##### Information provided #####

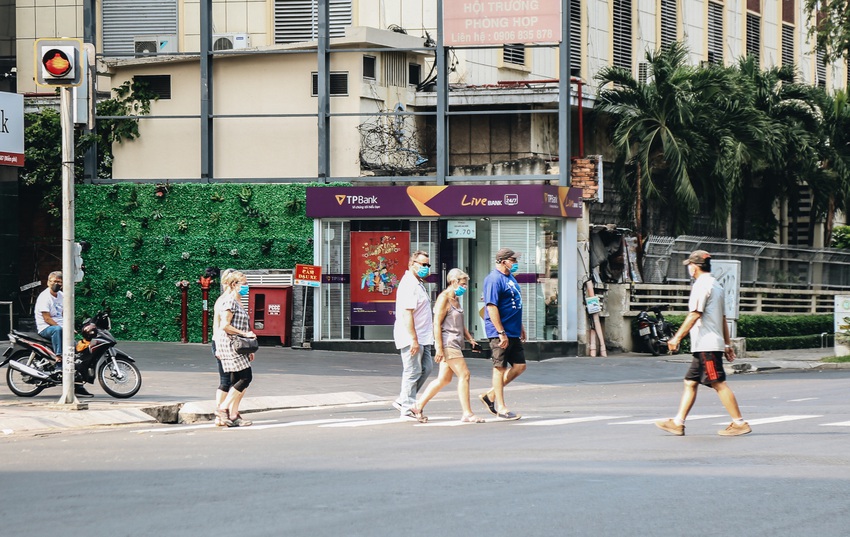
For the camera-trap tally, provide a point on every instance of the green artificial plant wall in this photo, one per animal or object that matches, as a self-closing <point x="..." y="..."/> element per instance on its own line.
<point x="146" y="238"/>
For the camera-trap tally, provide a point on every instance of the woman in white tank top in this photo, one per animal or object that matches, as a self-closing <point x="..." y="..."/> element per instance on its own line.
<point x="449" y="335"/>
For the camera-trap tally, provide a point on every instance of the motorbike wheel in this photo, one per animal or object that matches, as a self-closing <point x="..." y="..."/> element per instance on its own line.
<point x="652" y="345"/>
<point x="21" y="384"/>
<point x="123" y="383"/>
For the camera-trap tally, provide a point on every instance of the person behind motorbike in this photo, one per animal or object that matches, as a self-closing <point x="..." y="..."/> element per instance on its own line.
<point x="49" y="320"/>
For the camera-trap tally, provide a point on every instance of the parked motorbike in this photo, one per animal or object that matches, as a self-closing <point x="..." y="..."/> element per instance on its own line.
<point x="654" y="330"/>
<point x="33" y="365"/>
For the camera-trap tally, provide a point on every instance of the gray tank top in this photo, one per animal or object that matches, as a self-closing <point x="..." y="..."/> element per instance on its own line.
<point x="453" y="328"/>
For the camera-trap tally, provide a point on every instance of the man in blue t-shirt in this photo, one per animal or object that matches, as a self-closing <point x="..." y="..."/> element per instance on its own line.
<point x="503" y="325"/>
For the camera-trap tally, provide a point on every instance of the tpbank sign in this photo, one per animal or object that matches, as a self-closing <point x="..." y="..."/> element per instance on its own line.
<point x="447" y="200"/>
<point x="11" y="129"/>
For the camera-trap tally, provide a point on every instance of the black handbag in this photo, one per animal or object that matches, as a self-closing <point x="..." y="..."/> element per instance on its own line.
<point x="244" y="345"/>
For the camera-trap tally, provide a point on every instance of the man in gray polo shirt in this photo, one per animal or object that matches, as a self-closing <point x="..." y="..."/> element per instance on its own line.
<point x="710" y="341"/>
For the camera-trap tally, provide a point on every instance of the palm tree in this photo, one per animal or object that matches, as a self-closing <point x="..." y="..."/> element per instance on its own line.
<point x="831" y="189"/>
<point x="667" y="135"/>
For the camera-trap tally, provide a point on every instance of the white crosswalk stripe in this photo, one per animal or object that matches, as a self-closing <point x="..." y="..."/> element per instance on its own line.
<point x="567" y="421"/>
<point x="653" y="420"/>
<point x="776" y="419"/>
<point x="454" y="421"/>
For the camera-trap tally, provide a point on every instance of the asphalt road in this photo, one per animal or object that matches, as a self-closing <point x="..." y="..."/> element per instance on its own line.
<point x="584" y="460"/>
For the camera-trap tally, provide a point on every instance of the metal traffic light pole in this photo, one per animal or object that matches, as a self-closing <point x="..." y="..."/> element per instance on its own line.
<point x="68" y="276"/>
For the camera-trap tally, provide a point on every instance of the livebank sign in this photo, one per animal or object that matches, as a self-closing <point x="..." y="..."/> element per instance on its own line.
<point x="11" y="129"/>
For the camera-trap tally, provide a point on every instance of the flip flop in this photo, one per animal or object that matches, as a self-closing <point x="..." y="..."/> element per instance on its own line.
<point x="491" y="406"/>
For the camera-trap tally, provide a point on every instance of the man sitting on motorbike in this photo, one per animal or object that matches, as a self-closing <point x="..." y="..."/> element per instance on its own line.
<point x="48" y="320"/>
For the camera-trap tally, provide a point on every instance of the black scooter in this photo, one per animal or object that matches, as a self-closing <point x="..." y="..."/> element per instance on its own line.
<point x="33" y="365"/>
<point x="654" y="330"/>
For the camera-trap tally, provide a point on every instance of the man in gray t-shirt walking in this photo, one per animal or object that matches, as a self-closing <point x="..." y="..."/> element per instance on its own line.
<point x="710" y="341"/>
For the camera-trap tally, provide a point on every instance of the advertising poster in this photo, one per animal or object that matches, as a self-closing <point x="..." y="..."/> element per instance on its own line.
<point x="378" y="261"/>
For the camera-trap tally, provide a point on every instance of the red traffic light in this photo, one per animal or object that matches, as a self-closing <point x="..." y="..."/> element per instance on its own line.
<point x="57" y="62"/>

#####
##### Information provided #####

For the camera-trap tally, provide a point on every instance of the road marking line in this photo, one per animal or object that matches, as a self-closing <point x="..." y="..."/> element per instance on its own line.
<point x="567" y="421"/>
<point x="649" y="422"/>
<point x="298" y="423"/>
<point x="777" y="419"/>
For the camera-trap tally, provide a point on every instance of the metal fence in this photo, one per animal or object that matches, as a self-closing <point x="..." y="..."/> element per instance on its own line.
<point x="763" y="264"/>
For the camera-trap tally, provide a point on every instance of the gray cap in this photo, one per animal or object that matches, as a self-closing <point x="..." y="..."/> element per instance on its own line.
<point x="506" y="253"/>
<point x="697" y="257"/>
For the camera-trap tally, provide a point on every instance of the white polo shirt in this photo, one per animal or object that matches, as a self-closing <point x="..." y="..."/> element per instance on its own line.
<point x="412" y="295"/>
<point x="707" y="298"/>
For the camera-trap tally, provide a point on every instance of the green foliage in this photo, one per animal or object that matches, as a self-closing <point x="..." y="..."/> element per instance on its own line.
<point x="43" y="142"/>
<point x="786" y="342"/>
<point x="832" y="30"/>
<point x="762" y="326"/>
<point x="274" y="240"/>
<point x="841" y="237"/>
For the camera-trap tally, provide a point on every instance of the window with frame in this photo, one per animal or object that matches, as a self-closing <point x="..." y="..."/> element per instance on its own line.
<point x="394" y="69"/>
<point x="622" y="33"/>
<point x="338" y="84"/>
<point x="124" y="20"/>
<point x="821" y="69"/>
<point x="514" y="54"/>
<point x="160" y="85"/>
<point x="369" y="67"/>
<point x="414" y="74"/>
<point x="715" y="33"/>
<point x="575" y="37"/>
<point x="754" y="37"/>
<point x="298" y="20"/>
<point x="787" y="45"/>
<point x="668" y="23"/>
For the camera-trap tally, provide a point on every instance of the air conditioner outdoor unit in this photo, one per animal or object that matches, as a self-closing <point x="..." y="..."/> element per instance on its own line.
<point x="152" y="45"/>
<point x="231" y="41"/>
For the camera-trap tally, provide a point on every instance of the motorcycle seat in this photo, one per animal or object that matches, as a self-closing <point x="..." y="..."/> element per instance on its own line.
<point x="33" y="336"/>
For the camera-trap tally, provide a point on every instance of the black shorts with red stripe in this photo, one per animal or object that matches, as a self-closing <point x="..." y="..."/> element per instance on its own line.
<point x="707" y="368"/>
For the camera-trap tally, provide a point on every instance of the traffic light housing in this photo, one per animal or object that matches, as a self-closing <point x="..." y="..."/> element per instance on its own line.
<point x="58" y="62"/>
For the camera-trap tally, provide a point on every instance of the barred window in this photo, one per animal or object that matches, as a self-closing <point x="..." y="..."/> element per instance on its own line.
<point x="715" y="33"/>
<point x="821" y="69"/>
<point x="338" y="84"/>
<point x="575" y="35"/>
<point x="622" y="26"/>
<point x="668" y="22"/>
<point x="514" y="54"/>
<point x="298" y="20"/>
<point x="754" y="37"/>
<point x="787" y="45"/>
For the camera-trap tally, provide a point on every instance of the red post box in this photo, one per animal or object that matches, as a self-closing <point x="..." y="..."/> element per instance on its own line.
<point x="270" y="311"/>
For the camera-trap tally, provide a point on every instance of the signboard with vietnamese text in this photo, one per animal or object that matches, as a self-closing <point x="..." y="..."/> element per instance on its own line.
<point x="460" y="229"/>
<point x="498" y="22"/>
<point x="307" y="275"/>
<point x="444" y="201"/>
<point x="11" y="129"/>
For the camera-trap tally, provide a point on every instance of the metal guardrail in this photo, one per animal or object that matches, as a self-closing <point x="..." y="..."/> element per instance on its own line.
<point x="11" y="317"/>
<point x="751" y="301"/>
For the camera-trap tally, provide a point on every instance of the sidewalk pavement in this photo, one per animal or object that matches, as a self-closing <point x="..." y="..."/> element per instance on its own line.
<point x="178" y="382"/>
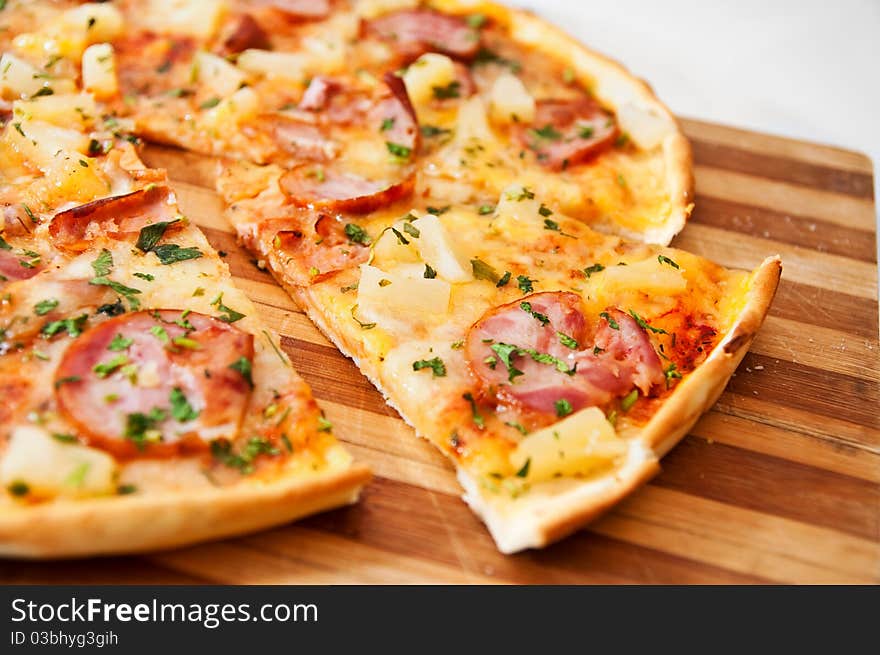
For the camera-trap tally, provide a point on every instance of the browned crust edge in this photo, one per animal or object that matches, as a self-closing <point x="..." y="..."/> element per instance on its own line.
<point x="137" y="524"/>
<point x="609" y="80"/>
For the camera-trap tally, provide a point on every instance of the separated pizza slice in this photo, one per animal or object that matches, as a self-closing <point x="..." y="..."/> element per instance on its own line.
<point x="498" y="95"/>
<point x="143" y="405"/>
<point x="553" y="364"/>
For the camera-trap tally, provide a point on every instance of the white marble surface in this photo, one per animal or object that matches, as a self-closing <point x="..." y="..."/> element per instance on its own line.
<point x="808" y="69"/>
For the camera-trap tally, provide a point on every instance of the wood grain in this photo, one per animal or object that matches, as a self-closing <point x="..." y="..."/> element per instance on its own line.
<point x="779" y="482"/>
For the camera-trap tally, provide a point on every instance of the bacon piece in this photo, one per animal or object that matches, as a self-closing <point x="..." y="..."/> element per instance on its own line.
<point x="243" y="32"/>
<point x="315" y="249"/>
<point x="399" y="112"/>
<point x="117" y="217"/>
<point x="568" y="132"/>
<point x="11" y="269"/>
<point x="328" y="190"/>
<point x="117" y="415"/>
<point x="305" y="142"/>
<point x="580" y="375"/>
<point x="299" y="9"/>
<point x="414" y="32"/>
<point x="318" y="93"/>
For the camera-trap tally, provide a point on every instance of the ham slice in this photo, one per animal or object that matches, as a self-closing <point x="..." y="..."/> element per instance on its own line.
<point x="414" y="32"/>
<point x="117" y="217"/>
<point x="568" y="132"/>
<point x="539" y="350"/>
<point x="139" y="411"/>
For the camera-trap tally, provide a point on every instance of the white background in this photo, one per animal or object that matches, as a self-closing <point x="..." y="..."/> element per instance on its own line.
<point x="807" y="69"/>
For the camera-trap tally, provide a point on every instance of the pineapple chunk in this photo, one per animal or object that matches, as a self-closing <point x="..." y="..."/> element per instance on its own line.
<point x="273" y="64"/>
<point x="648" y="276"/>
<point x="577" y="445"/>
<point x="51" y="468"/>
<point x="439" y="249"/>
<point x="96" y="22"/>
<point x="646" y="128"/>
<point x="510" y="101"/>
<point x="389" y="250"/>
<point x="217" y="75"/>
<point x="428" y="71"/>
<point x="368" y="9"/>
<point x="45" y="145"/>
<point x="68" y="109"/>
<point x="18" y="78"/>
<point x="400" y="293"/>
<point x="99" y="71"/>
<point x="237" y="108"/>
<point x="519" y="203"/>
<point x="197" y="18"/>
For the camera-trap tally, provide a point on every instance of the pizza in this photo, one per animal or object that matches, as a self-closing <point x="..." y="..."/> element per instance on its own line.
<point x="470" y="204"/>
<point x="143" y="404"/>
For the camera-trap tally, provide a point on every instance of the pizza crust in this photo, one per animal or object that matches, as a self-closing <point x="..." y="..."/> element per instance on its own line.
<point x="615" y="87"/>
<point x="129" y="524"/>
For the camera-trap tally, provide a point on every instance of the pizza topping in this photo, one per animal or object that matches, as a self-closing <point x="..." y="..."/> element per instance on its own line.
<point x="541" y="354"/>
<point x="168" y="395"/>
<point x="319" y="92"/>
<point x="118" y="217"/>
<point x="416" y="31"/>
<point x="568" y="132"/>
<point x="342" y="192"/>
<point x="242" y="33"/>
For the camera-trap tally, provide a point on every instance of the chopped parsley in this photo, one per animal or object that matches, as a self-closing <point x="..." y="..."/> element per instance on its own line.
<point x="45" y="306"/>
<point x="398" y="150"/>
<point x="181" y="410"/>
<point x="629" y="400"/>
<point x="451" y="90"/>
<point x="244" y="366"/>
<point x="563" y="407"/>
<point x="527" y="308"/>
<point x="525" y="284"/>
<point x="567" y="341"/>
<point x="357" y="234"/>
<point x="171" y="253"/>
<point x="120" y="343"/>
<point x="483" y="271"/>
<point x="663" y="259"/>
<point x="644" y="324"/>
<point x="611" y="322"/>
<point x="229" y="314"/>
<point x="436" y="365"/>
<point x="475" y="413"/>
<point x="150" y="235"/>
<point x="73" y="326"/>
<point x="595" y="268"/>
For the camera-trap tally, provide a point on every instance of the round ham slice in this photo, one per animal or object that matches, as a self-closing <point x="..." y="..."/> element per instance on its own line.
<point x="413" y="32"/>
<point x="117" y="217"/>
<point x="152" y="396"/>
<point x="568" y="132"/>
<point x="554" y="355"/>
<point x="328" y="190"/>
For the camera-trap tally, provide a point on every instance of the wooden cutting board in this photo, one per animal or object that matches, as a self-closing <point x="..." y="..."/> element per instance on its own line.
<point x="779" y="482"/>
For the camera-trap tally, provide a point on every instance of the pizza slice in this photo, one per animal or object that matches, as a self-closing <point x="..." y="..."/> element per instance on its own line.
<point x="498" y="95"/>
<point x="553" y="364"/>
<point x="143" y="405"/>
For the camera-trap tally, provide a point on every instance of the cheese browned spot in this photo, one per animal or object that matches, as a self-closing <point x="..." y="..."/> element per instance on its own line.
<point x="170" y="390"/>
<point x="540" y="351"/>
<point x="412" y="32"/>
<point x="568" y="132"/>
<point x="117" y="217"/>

#####

Task requirements
State how many lines of the data above contain the word "black", giving only the number.

Expected output
3